# DIRECTION
Extract every line of the material below and reproduce each one character for character.

* * * * * * * * *

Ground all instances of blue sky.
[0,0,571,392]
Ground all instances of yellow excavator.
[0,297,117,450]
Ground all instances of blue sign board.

* * * * * * * * *

# TASK OUTPUT
Ground all instances of blue sky.
[0,0,571,392]
Ground all instances of yellow excavator.
[0,297,117,450]
Ground all instances of blue sign board.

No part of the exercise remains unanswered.